## WHAT IS REQUIRED
Among the records, which lines include "below"? List them.

◆ ◆ ◆

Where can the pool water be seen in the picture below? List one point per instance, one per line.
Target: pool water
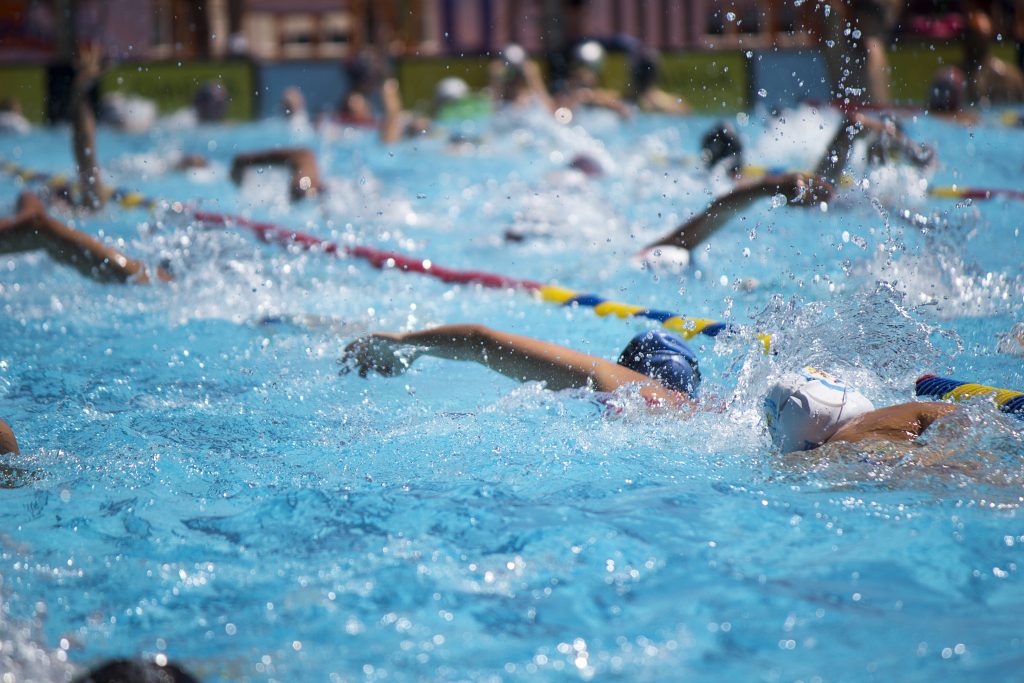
(207, 487)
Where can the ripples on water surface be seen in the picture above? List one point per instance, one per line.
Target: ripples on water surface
(198, 484)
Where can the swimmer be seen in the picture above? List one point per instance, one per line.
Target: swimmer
(659, 363)
(582, 88)
(722, 143)
(301, 161)
(31, 228)
(809, 409)
(293, 103)
(398, 123)
(516, 81)
(11, 476)
(135, 671)
(642, 88)
(886, 139)
(11, 118)
(946, 95)
(801, 189)
(87, 73)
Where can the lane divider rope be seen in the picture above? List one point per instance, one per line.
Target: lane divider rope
(685, 326)
(950, 389)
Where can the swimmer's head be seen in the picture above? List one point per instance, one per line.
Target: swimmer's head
(587, 165)
(722, 142)
(804, 410)
(211, 102)
(947, 90)
(664, 356)
(515, 56)
(450, 90)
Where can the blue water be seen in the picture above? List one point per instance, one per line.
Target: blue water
(208, 488)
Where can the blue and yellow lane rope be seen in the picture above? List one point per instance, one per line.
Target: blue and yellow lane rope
(128, 199)
(950, 389)
(685, 326)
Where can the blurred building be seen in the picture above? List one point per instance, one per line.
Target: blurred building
(45, 30)
(272, 30)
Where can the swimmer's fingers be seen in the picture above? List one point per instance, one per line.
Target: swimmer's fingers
(806, 189)
(376, 352)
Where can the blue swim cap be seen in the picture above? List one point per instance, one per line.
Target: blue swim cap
(664, 356)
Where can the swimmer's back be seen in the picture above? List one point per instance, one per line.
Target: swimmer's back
(904, 422)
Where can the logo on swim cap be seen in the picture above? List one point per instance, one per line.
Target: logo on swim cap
(804, 410)
(664, 356)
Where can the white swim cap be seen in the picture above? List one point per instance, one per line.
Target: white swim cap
(590, 54)
(803, 410)
(514, 55)
(451, 89)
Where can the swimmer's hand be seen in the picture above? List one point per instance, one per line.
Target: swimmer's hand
(804, 189)
(386, 353)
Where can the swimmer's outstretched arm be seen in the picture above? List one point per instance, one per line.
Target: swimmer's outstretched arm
(302, 162)
(520, 357)
(32, 228)
(536, 85)
(801, 189)
(7, 441)
(904, 422)
(390, 130)
(855, 125)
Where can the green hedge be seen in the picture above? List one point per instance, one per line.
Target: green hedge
(172, 85)
(914, 63)
(29, 85)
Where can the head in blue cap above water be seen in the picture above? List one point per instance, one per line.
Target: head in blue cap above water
(664, 356)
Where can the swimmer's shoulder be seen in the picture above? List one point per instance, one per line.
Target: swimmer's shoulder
(903, 422)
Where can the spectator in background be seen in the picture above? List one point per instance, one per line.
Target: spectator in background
(11, 119)
(853, 36)
(989, 79)
(642, 88)
(210, 102)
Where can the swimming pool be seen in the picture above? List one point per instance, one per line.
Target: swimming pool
(211, 491)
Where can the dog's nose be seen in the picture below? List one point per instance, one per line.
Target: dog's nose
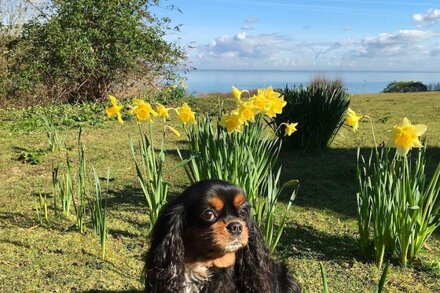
(235, 228)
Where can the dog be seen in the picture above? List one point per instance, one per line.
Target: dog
(206, 241)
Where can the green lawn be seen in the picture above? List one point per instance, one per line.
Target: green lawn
(321, 226)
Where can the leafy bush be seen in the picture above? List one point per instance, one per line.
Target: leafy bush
(405, 87)
(319, 111)
(434, 86)
(83, 48)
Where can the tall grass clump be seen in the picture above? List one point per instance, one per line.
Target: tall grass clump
(54, 140)
(62, 189)
(81, 204)
(41, 208)
(150, 174)
(319, 110)
(71, 187)
(98, 208)
(398, 206)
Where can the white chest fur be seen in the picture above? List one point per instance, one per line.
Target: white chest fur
(196, 275)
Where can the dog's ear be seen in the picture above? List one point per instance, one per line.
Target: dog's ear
(164, 263)
(252, 262)
(257, 272)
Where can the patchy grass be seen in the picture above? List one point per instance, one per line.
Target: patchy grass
(321, 227)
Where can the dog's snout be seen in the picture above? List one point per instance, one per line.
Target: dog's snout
(235, 228)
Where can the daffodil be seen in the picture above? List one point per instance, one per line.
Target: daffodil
(353, 119)
(260, 101)
(237, 93)
(290, 128)
(247, 111)
(173, 130)
(162, 111)
(232, 122)
(142, 110)
(276, 103)
(406, 136)
(115, 109)
(185, 114)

◆ ◆ ◆

## WRITTEN RESPONSE
Where can the pool water be seen in the picture below? List one point per instance, one per line.
Where can the dog's nose be seen in the picture below? List one point per instance, one per line.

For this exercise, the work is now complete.